◆ TASK INSTRUCTIONS: Render every line of the data below as a Markdown table with two columns, "Row" and "Line", one numbered row per line. Skip any blank lines.
--------
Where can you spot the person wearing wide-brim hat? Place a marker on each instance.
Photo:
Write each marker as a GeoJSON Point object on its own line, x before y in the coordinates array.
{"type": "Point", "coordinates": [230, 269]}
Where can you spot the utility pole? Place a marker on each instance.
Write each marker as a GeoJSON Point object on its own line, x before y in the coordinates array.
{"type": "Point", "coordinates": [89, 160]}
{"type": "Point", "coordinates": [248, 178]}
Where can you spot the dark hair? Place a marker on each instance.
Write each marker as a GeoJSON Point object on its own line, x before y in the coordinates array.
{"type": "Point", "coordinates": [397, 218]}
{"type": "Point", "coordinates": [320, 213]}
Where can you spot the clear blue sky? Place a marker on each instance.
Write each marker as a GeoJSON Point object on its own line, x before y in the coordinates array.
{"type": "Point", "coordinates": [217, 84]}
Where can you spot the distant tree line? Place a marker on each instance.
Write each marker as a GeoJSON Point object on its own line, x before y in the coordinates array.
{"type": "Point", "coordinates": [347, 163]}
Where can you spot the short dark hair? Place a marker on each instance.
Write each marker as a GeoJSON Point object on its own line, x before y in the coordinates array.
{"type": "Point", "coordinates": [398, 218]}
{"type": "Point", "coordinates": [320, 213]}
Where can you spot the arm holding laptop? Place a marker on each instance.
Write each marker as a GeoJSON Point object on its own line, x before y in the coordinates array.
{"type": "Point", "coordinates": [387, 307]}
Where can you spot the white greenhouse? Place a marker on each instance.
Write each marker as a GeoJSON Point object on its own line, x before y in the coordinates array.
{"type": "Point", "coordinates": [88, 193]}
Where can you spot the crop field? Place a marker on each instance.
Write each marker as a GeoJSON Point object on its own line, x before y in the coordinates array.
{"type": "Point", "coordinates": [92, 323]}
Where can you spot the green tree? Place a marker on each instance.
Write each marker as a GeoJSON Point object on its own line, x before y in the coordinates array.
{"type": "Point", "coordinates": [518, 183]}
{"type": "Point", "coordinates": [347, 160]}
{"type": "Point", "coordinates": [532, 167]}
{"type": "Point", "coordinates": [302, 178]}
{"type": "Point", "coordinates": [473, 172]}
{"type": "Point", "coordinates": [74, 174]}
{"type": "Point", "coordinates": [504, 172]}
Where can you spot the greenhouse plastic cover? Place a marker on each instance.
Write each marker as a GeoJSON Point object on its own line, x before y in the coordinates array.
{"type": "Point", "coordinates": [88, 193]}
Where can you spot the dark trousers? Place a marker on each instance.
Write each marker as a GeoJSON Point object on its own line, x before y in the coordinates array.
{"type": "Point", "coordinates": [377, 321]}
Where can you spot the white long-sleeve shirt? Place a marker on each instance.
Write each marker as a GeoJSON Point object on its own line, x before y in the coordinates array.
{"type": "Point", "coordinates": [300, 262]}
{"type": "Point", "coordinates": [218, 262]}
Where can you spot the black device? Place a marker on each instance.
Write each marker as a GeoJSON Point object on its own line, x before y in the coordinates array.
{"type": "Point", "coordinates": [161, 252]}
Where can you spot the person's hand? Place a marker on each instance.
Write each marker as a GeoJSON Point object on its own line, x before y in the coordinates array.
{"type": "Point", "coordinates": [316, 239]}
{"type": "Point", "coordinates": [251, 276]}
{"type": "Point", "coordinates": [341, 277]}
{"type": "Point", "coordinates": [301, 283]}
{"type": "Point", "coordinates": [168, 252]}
--------
◆ SOLUTION BELOW:
| Row | Line |
|---|---|
| 1 | Where can you spot the person wearing wide-brim hat? Place a marker on each instance. |
| 2 | Photo: |
| 3 | Write each marker as a GeoJSON Point object on its own line, x before y in the coordinates array. |
| 4 | {"type": "Point", "coordinates": [230, 269]} |
| 5 | Where can you spot the utility pole? Place a marker on each instance. |
| 6 | Write each marker as a GeoJSON Point object on its own line, x before y in the coordinates array. |
| 7 | {"type": "Point", "coordinates": [89, 160]} |
| 8 | {"type": "Point", "coordinates": [248, 178]} |
| 9 | Where can you spot the dark hair? Place a marker on each instance. |
| 10 | Write each marker as a GeoJSON Point object on its own line, x before y in the coordinates array. |
| 11 | {"type": "Point", "coordinates": [397, 218]} |
| 12 | {"type": "Point", "coordinates": [320, 213]} |
| 13 | Where can you spot the clear blue sky? Place a marker on each instance. |
| 14 | Write each marker as a GeoJSON Point object on its own line, x before y in the coordinates array. |
| 15 | {"type": "Point", "coordinates": [217, 84]} |
| 16 | Where can you spot the distant tree line? Place a marker on each instance. |
| 17 | Write each marker as a GeoJSON Point object on its own line, x before y in the coordinates array. |
| 18 | {"type": "Point", "coordinates": [347, 163]} |
| 19 | Where can you spot the short dark hair? Place a marker on each instance. |
| 20 | Write each marker as a GeoJSON Point object on its own line, x before y in the coordinates array. |
| 21 | {"type": "Point", "coordinates": [398, 218]} |
| 22 | {"type": "Point", "coordinates": [320, 213]} |
| 23 | Where can you spot the arm holding laptop? Place a marker on each instance. |
| 24 | Write each marker as a GeoJSON Point object on its own line, x before y in the coordinates array. |
| 25 | {"type": "Point", "coordinates": [387, 307]} |
| 26 | Where can you spot the white greenhouse? Place a marker on each instance. |
| 27 | Write each marker as a GeoJSON Point object on its own line, x before y in the coordinates array. |
| 28 | {"type": "Point", "coordinates": [88, 193]} |
| 29 | Where can you spot the crop field? Place a marker on each instance. |
| 30 | Write each marker as a GeoJSON Point object on its own line, x before y in the coordinates array. |
| 31 | {"type": "Point", "coordinates": [92, 323]} |
| 32 | Where can you spot the green tree? Place a marker on each instance. |
| 33 | Write each marker as a GeoJSON Point object on its own line, x before y in the coordinates array. |
| 34 | {"type": "Point", "coordinates": [518, 183]} |
| 35 | {"type": "Point", "coordinates": [347, 160]} |
| 36 | {"type": "Point", "coordinates": [532, 167]} |
| 37 | {"type": "Point", "coordinates": [302, 178]} |
| 38 | {"type": "Point", "coordinates": [473, 172]} |
| 39 | {"type": "Point", "coordinates": [74, 174]} |
| 40 | {"type": "Point", "coordinates": [504, 172]} |
| 41 | Where can you spot the greenhouse plastic cover? Place a marker on each instance. |
| 42 | Write each marker as a GeoJSON Point object on its own line, x before y in the coordinates array. |
| 43 | {"type": "Point", "coordinates": [88, 193]} |
| 44 | Where can you spot the dark trousers? Place a marker on each instance. |
| 45 | Write each marker as a GeoJSON Point object on its own line, x before y in the coordinates array. |
| 46 | {"type": "Point", "coordinates": [377, 321]} |
| 47 | Where can you spot the white long-sleeve shirt? Place a marker on each instance. |
| 48 | Write each marker as a GeoJSON Point object on its own line, x before y in the coordinates array. |
| 49 | {"type": "Point", "coordinates": [300, 262]} |
| 50 | {"type": "Point", "coordinates": [218, 262]} |
| 51 | Where can you spot the black device? Place a marker on each instance. |
| 52 | Write each marker as a GeoJSON Point object on its own line, x before y in the coordinates array. |
| 53 | {"type": "Point", "coordinates": [161, 252]} |
| 54 | Where can you spot the person's hand? Place a marker on each instance. |
| 55 | Write each marker as a GeoJSON Point object on its own line, x before y in the coordinates array. |
| 56 | {"type": "Point", "coordinates": [316, 239]} |
| 57 | {"type": "Point", "coordinates": [251, 276]} |
| 58 | {"type": "Point", "coordinates": [341, 277]} |
| 59 | {"type": "Point", "coordinates": [301, 283]} |
| 60 | {"type": "Point", "coordinates": [168, 252]} |